» Problem to work on
Copy every entry below word for word, leaving the pictures out of your answer.

» Data for this task
________________
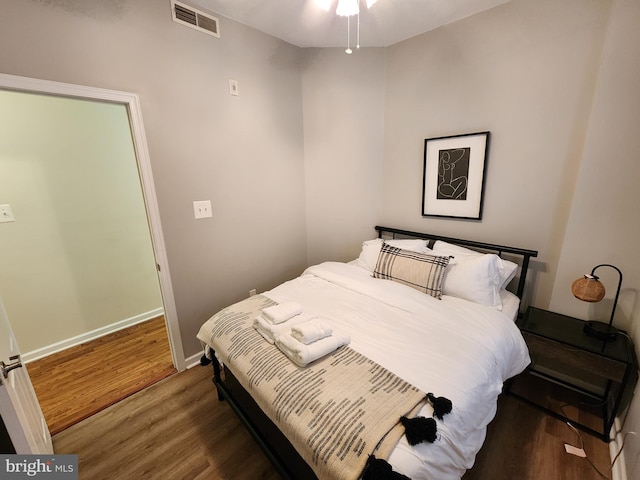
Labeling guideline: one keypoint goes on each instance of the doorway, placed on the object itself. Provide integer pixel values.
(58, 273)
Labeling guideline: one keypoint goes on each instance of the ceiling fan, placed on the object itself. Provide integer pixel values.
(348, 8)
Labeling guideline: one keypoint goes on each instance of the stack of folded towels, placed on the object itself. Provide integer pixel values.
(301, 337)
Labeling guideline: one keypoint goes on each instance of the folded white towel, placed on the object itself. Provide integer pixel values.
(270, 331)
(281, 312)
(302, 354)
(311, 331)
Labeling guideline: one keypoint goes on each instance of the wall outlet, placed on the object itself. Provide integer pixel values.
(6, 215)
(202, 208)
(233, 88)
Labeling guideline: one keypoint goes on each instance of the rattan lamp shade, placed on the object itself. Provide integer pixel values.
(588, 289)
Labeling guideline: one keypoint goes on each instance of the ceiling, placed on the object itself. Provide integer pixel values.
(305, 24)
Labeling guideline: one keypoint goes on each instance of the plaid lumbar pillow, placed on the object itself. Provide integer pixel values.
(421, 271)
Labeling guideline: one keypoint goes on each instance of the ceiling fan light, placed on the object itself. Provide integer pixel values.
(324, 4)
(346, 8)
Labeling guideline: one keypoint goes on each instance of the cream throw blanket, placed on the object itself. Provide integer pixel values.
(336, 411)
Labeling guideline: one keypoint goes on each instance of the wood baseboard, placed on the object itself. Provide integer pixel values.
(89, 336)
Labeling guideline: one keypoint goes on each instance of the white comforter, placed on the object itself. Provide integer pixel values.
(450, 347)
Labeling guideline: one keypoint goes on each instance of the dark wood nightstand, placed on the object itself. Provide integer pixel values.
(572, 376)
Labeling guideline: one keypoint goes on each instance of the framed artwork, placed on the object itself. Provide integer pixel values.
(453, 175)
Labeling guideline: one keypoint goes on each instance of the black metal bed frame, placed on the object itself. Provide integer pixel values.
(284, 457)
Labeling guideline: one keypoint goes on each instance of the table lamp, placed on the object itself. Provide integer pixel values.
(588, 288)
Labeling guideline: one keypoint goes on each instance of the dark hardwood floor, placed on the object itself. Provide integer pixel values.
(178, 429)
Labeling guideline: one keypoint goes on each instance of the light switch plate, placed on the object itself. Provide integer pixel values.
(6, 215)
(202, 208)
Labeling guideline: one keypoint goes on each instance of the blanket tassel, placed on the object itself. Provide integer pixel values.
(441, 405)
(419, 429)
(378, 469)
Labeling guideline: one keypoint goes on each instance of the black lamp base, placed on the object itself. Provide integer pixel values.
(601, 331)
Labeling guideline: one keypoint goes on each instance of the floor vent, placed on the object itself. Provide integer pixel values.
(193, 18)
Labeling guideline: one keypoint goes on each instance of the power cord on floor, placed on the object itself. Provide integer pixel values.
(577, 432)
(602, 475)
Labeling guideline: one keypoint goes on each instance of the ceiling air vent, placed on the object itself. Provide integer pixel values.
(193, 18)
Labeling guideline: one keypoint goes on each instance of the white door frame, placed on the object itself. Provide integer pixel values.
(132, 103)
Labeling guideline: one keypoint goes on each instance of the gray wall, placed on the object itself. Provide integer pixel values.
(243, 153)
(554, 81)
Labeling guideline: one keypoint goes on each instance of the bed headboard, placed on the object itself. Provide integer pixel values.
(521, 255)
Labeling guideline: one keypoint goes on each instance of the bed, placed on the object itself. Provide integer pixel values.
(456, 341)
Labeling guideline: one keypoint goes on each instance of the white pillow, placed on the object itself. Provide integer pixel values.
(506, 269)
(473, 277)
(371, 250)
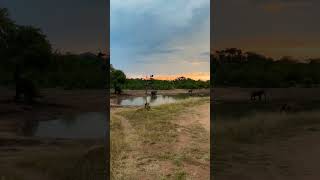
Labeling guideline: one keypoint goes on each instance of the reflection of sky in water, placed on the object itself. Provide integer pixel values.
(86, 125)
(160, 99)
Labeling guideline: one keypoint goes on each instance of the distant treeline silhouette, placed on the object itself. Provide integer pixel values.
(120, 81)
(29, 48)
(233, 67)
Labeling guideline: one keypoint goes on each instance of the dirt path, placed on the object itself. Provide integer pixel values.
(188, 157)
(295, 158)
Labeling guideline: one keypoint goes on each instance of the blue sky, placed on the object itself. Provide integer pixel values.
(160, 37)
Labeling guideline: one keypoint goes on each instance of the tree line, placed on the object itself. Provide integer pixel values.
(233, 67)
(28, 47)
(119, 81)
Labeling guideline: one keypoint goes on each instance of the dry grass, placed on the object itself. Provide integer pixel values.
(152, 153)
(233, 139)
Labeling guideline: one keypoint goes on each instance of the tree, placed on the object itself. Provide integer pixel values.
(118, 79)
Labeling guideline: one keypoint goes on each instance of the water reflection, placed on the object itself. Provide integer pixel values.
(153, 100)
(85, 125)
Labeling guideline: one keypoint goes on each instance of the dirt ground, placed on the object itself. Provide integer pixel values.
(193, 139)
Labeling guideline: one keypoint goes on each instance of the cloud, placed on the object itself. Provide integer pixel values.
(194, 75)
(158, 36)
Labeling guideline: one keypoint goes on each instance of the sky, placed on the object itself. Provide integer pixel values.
________________
» Final result
Labeling guideline: one keypoint goes on each instance of the doorway, placed on the object itself. Provide integer pixel values.
(58, 273)
Labeling guideline: one keypoint goes on each instance of the ceiling fan, placed on the object itself. Provide integer pixel values.
(348, 8)
Labeling guideline: one keypoint goes on each instance of the stack of folded towels, placed on the object itself. Provide integer pixel values.
(301, 337)
Labeling guideline: one keypoint goes on each instance of the folded white towel, placed on the object itself. Provide integer pixel values.
(270, 331)
(281, 312)
(302, 354)
(311, 331)
Labeling guideline: one keypoint goes on each instance of the wall outlet, placed on the object itself. Provide integer pixel values.
(6, 215)
(202, 208)
(233, 88)
Labeling guideline: one keypoint goes on each instance of the rattan lamp shade, placed on the object itself. Provide integer pixel values.
(588, 289)
Labeling guideline: one keypoint goes on each instance of the ceiling, placed on the object itself. Provide integer pixel values.
(305, 24)
Labeling guideline: one keypoint goes on each instance of the plaid lumbar pillow, placed on the object itself. Provide integer pixel values.
(421, 271)
Labeling guideline: one keypoint goes on each instance of the ceiling fan light, placed on the object itself. Provide integer pixel values.
(324, 4)
(346, 8)
Labeling guideline: one keypoint goes on each instance of the cream throw blanket, placed on the object itself. Provide integer pixel values.
(336, 411)
Labeling guideline: one keypoint goes on each instance of the wood baseboard, placed on the object itself. Provide integer pixel values.
(89, 336)
Labeling guideline: one keypoint goes on each instance of the white comforter, placed on the object itself. Provide integer pixel values.
(450, 347)
Labeling guideline: one keypoint goes on each instance of the dark wood nightstand, placed on the object itself. Provide integer pixel values.
(572, 376)
Labeling guideline: one keypoint goes on each instance of the framed artwork, placed on the object itself. Provide integer pixel values.
(453, 175)
Labeling guideline: one keypoint goes on each instance of the black metal bed frame, placed on the object itself. Provide integer pixel values.
(284, 457)
Labeling guideline: one keypoint goes on each instance of the table lamp, placed on the object itself. Provide integer pixel values.
(588, 288)
Labeling guideline: one keypoint goes on each instance of the dark hardwood floor, placed on the object itself. Provide integer pixel values.
(178, 429)
Labeling guideline: one keypoint goes on each instance of the light switch plate, placed on the object itself. Provide integer pixel values.
(6, 215)
(202, 208)
Labeling guideline: one keypoint goes on each instance of the blanket tassel, placed on the object itself. Provide integer pixel values.
(441, 405)
(419, 429)
(378, 469)
Labeling guideline: one keypoint goes on each instance of the black lamp base, placed on the object itself. Provide integer pixel values.
(601, 331)
Labeling guideline: one keypoint goes on each instance of the floor vent, placed on the object itself. Provide integer pixel values.
(193, 18)
Labeling guideline: one keypoint goes on each instance of the power cord on floor, placed on the object itself. Provide integer pixel values.
(577, 432)
(602, 475)
Labeling guideline: one keypoint goes on each instance of the ceiling air vent, placed on the object itself. Provide integer pixel values.
(193, 18)
Labeling guideline: one keypoint goes on each instance of the white door frame, placed on the object itself. Provide integer pixel values.
(132, 103)
Labeling guideline: one keypoint goes on each instance of the gray wall, placed on the object itself. Provide integer pixel values.
(243, 153)
(554, 81)
Labeling guideline: one keypoint goes on each instance of the bed headboard, placed on the object itself. Provide integer pixel values.
(521, 255)
Labeling guideline: one keypoint goes on each instance of the bed, placed on the object itself. Provide integer pixel values.
(456, 341)
Labeling guideline: one keypoint goes on each instance of the white pillow, placed on the object itself. Provide integer pixel values.
(506, 269)
(473, 277)
(371, 250)
Labeling guideline: one keypoint goes on each instance of the reflection of sky in water, placed on the object itself. Provide integer pixel values.
(86, 125)
(160, 99)
Labeling guideline: one keypoint goes on each instance of the distant treeline silhouette, placed on the object itself. Provide integer pixel values.
(120, 81)
(29, 48)
(233, 67)
Labeling guideline: one keypoint goes on each instance of the dirt path, placed on the object itself. Provide integer pixel values.
(188, 157)
(295, 158)
Labeling guideline: one keypoint goes on each instance of the blue sky, placed on the object itself. Provide integer pixel values.
(160, 37)
Labeling guideline: one keypoint goes on each instance of the tree line, placed on the object itself. Provide integer pixel values.
(233, 67)
(28, 47)
(119, 81)
Labeling guideline: one keypoint goes on each instance of the dry grass, placed on the object itself. Provide integer pixel values.
(152, 153)
(233, 139)
Labeling guideline: one keypoint goes on each instance of the tree, placed on the object itself. Provide integer pixel values.
(118, 79)
Labeling guideline: one keypoint goes on each instance of the water reflection, placed on the object itself. Provide integer pixel values.
(153, 100)
(85, 125)
Labeling guideline: one keypoint goes on each instance of the dirt ground, placed on the object itself. Provide integer pixel values.
(193, 139)
Labeling guideline: one keypoint goes on each instance of the cloud, placed on the object itself. Provide integer pixel values.
(194, 75)
(158, 36)
Labeling guideline: one keypoint goes on each instance of the sky, placed on the object itself. Provide integer pixel values.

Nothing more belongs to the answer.